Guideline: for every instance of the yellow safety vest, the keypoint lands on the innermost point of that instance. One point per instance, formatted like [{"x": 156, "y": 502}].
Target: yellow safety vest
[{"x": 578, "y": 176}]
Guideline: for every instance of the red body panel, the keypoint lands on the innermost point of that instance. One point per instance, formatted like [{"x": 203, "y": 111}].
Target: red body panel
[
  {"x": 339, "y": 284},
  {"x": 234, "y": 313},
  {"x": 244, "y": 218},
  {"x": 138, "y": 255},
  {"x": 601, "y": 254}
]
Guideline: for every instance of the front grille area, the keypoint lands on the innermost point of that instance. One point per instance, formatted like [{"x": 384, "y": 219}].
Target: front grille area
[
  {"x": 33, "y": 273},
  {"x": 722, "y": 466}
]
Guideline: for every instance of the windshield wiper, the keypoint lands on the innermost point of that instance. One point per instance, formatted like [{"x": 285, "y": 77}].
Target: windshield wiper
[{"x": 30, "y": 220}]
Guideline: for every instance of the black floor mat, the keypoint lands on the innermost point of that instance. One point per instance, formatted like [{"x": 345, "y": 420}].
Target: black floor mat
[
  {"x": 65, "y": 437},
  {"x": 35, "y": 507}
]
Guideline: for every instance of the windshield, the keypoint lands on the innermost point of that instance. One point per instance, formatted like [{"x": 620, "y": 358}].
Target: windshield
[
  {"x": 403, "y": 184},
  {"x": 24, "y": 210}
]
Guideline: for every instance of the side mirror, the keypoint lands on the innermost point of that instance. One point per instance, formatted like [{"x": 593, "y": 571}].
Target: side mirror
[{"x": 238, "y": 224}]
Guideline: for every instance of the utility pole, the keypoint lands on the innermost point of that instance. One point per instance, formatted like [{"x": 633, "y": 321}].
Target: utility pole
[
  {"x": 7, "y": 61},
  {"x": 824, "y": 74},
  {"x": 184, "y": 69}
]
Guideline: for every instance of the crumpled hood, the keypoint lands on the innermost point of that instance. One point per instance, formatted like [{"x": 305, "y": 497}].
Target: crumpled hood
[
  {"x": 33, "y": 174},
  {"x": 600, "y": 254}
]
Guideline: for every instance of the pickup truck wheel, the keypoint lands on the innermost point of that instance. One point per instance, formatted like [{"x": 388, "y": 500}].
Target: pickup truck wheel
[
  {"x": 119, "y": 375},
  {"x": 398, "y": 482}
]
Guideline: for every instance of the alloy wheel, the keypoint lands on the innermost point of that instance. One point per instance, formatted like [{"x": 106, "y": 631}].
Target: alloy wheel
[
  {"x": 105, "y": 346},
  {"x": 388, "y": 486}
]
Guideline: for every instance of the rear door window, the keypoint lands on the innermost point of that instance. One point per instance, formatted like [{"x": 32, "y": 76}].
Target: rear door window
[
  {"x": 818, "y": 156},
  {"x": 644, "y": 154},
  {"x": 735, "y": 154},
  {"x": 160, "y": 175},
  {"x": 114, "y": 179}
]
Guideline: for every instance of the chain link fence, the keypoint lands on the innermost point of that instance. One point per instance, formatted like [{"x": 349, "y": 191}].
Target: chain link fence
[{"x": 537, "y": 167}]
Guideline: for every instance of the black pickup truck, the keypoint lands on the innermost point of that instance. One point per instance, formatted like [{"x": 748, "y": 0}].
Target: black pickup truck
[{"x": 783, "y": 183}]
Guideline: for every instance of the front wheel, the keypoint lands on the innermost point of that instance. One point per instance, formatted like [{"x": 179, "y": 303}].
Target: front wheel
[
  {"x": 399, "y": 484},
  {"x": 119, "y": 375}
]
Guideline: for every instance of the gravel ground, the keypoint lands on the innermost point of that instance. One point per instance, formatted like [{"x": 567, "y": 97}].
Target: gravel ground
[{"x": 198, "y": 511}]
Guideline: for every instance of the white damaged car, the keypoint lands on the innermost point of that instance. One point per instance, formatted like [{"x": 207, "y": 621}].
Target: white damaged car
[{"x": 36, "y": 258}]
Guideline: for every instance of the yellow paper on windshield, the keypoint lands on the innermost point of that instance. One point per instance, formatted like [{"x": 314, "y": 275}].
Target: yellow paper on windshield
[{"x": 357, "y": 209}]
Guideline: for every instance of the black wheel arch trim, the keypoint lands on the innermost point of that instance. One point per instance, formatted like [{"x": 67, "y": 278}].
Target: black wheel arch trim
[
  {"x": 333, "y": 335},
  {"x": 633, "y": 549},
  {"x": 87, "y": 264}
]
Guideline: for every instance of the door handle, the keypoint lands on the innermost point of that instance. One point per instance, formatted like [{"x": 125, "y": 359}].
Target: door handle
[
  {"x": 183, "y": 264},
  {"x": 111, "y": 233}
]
□ □ □ □ □
● **Goal of the exercise**: Retype all of the data above line for line, with no changes.

● **Exercise answer**:
Guideline: for every instance of the yellow safety vest, the keypoint lands on the innermost point of that instance. One point per instance, formatted like [{"x": 156, "y": 502}].
Target: yellow safety vest
[{"x": 578, "y": 176}]
Guideline: for every instance of the red body panel, the keypoint lands on the innermost point of that instance. One point per instance, formatted like [{"x": 203, "y": 111}].
Target: red body panel
[
  {"x": 339, "y": 284},
  {"x": 234, "y": 313},
  {"x": 244, "y": 218},
  {"x": 138, "y": 255},
  {"x": 601, "y": 254}
]
Guideline: for every instance of the front grille area, the keypoint lands on the innermost point of that instance. One point per instance, formatted like [{"x": 384, "y": 219}].
Target: front grille area
[
  {"x": 33, "y": 273},
  {"x": 722, "y": 466}
]
Guideline: for every instance of the windshield wiper, the keypoint lands on the innermost point of that instance. One point per instance, formatted like [{"x": 285, "y": 77}].
Target: windshield wiper
[{"x": 30, "y": 220}]
Guideline: for every instance of the black floor mat, the keypoint lands on the innermost point of that instance. One point per instance, formatted like [{"x": 345, "y": 420}].
Target: black floor mat
[
  {"x": 65, "y": 437},
  {"x": 35, "y": 507}
]
Guideline: for every instance of the windshield, the keypoint lands on the innermost point of that instance. One point per instance, formatted like [{"x": 620, "y": 358}].
Target: windshield
[
  {"x": 403, "y": 184},
  {"x": 24, "y": 210}
]
Guideline: for every instance of the side mirror, the keypoint lands on the innermost point of that instance. One point per instance, formatted like [{"x": 593, "y": 571}].
Target: side mirror
[{"x": 238, "y": 224}]
Guideline: for every instance of the utility pole, the keypoint lands on the innermost point of that instance. One point per instance, formatted like [{"x": 633, "y": 321}].
Target: utility pole
[
  {"x": 7, "y": 61},
  {"x": 824, "y": 74},
  {"x": 184, "y": 69}
]
Guideline: for every instance of the crumpled hood, the keypoint lands on the innermost point of that instance. One point per instance, formatted like [{"x": 305, "y": 497}].
Target: crumpled hood
[
  {"x": 33, "y": 174},
  {"x": 600, "y": 254}
]
Guideline: for every instance of the pickup truck wheel, the keypoint lands on the innermost point of that instance. One point per instance, formatted like [{"x": 388, "y": 500}].
Target: pickup truck wheel
[
  {"x": 119, "y": 375},
  {"x": 398, "y": 482}
]
Guideline: for every instance of the alloy wheel, the keypoint lands on the innermost point of that instance. One point per instance, formatted like [{"x": 106, "y": 631}].
Target: alloy wheel
[
  {"x": 105, "y": 346},
  {"x": 388, "y": 486}
]
Guideline: for every instance of the rear door window, the keypoint lands on the innermost point of that instance. One point per instance, formatted like [{"x": 32, "y": 76}].
Target: rear door window
[
  {"x": 818, "y": 156},
  {"x": 644, "y": 154},
  {"x": 735, "y": 154},
  {"x": 160, "y": 175},
  {"x": 114, "y": 179}
]
Guideline: for every instance of the chain link fence, the keypoint lands on the innermost point of that instance. One point per instance, formatted like [{"x": 349, "y": 191}].
Target: chain link fence
[{"x": 537, "y": 167}]
Guideline: for every instance of the black pickup truck, the keypoint lands on the innermost point of that instance. One point per instance, formatted like [{"x": 748, "y": 0}].
Target: black pickup truck
[{"x": 783, "y": 183}]
Guideline: for every instance of the front wheel, the keypoint lands on the innermost point of that instance. One point per instance, formatted like [{"x": 179, "y": 303}].
Target: front wheel
[
  {"x": 399, "y": 484},
  {"x": 119, "y": 375}
]
Guideline: for every instance of the gravel ground, the keypoint lands on the innermost point of that instance. One point per instance, formatted like [{"x": 567, "y": 97}].
Target: gravel ground
[{"x": 198, "y": 511}]
Guideline: for every instance of the white damaged car, the keypoint lands on the innermost point of that instance. One point per instance, formatted like [{"x": 207, "y": 621}].
Target: white damaged car
[{"x": 36, "y": 258}]
Guideline: for every instance of the yellow paper on windshield, the keypoint lands on the innermost point of that instance. One point per instance, formatted like [{"x": 314, "y": 275}].
Target: yellow paper on windshield
[{"x": 357, "y": 209}]
Guideline: for every instance of the black wheel arch trim, the keypoint lands on the innermost point of that instance. One point per instance, formatted like [{"x": 67, "y": 278}].
Target: black wheel arch trim
[
  {"x": 333, "y": 335},
  {"x": 633, "y": 549},
  {"x": 87, "y": 264}
]
Guideline: for every instance of the door handle, the keypoint lands on the innermost point of that instance. One point per instance, formatted like [{"x": 125, "y": 359}].
Target: door handle
[
  {"x": 183, "y": 264},
  {"x": 111, "y": 233}
]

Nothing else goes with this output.